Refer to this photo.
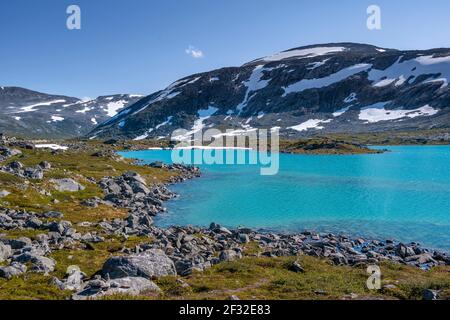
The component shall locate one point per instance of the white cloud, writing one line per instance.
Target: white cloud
(194, 52)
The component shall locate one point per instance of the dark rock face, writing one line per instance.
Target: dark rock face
(34, 114)
(343, 87)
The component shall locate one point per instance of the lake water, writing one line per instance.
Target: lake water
(403, 194)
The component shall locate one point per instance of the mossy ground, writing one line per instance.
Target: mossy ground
(250, 278)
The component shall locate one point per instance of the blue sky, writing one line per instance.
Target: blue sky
(139, 46)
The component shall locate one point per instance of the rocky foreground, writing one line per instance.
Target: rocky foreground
(161, 252)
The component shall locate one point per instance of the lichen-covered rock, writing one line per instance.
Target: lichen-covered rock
(67, 185)
(150, 264)
(5, 252)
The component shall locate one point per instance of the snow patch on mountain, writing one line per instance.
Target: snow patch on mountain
(57, 118)
(32, 107)
(340, 112)
(377, 112)
(409, 70)
(343, 74)
(113, 107)
(302, 53)
(198, 124)
(253, 84)
(310, 124)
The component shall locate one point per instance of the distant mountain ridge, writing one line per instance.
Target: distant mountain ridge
(34, 114)
(337, 87)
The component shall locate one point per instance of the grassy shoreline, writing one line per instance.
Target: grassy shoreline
(253, 277)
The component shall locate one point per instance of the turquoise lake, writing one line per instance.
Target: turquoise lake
(403, 194)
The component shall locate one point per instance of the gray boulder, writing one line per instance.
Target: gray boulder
(429, 294)
(132, 286)
(18, 243)
(4, 193)
(40, 264)
(34, 173)
(150, 264)
(14, 270)
(67, 185)
(5, 252)
(229, 255)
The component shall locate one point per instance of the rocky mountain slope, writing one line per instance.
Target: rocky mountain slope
(342, 87)
(34, 114)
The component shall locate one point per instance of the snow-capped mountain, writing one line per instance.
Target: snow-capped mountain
(342, 87)
(34, 114)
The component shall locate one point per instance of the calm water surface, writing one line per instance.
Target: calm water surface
(403, 194)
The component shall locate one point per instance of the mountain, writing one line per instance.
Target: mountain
(339, 87)
(34, 114)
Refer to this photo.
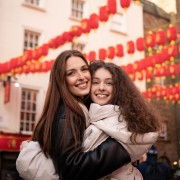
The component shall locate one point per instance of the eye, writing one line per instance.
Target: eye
(70, 73)
(95, 82)
(85, 68)
(110, 83)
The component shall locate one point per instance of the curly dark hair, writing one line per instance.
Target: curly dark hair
(139, 114)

WHAT IS BEING ASKED
Transcribe the records above exactly, leaving out every picture.

SOLUTION FOR THIS PROBLEM
Refer to this photo.
The component shall locate one point per instance of the white cloud, writing one line per instance.
Target: white cloud
(194, 52)
The component shall locate one point per instance of the dark rock face, writing one line per instance.
Target: dark rock face
(34, 114)
(343, 87)
The component shall locate one point per instance of the lake water, writing one line per instance.
Target: lake water
(403, 194)
The component shall locate one point per instance of the mossy ground, writing one line per instance.
Target: mossy ground
(250, 278)
The component shall locate one point per instance of the blue sky, writing one line per instance.
Target: blue sky
(139, 46)
The component shall locate one point per instance of the rocky foreground, writing one line per instance.
Target: rocky foreground
(161, 252)
The component shall locate one point per instance of the lichen-covered rock, writing one line per instance.
Target: lichen-covered rock
(67, 185)
(150, 264)
(5, 252)
The component shall locate one point per instance of the snow patch on mountain, writing one line per instance.
Target: snow patch on mountain
(57, 118)
(32, 107)
(340, 112)
(377, 112)
(409, 70)
(343, 74)
(113, 107)
(302, 53)
(198, 124)
(253, 84)
(310, 124)
The component shall locate one point per instance of the distant mountain ridge, writing one line per instance.
Target: distant mountain ridge
(34, 114)
(337, 87)
The component shall locate one point per instance of the grassy shoreline, writing one line per instance.
Target: grassy shoreline
(253, 277)
The component shall locate one point per instance of the turquoise lake, writing one line per instance.
Target: turquoise lake
(403, 194)
The component shall locate one point per instance of the gray boulder, writing one line per instance.
Target: gray boulder
(429, 294)
(132, 286)
(18, 243)
(4, 193)
(40, 264)
(34, 173)
(150, 264)
(14, 270)
(67, 185)
(5, 252)
(229, 255)
The component shall locate one point per instance of the rocky mountain slope, writing one line per instance.
Target: rocky mountain slope
(342, 87)
(34, 114)
The component shall locate one point per instance of the snow-capped mountain, writing one line per instance.
Target: snow-capped mountain
(342, 87)
(34, 114)
The component shall locate one point per instance of the calm water surface, writing one line per instance.
Target: calm water surface
(403, 194)
The component shall locate one point per instance of the mountain, writing one line per instance.
Target: mountain
(339, 87)
(34, 114)
Refer to this photo.
The component shall locate one point per instance of the eye, writing one line per instance.
Target: eye
(70, 73)
(95, 82)
(85, 68)
(110, 83)
The component shall locate one point per instance of the curly dark hair, writing one line per instance.
Target: curly dark hair
(139, 114)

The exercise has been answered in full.